What is required –
Your reply should be made up of every line in the records below that holds the string "each".
* * * * * * * * *
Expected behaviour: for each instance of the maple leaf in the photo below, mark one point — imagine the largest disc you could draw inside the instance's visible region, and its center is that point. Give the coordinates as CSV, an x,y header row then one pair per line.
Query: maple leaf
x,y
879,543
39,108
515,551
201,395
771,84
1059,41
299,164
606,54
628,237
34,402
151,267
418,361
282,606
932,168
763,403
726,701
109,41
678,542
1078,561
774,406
* * * * * * * * *
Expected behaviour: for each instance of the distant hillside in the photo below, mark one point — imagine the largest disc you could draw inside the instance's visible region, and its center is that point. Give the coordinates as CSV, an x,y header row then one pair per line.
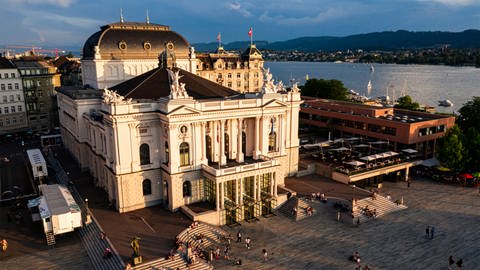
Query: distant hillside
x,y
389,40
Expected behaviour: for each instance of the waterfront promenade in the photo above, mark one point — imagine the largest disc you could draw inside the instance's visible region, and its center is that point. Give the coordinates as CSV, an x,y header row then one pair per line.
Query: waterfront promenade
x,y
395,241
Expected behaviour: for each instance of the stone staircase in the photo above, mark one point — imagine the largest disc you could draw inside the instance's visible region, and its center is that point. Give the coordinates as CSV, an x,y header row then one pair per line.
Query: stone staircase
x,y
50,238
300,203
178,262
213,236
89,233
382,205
* * * * * * * * *
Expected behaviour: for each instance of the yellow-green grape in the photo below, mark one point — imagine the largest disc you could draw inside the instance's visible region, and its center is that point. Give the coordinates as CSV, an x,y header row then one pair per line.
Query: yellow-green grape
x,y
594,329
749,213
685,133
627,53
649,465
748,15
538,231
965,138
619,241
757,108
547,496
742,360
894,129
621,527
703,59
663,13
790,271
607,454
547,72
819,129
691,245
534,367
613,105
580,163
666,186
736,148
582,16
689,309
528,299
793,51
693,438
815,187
* * * * * * * * *
Written solution –
Expected behaviour: for each instance of the maple leaf in the photo below, mark one point — imagine the largest disc you could draw inside the instance's visible region, and its center is that point. Give the coordinates as CSV, an x,y header row then one pair per line.
Expected behaviour: for each instance of the distant hillside in the photo below, mark one point — imagine the largest disc you could draw inside the instance's visible region, and its center is that point. Give the coordinates as CSV, an x,y header row then one pair per line.
Expected behaviour: for each instance of the waterfront promenade in the photo above, mark one point — imagine the largest disc you could draw inside the instance's visible region, and its center is that point. Give the coordinates as CSV, an x,y header row then one pair per line.
Expected behaviour: for each instance of the stone staircase in the photo above, mark one point — imagine the largest disc you could draw inside the instance's visible region, and its center is that point. Give the coordinates as CSV, an x,y header row then one pair per line.
Expected behaviour: for each instance of the yellow-green grape in the photo below, mark one point — imagine the largest disc you could draw inside the instance's visible region, and its center is that point. Give the coordinates as CSV, an x,y header row then one pair per line.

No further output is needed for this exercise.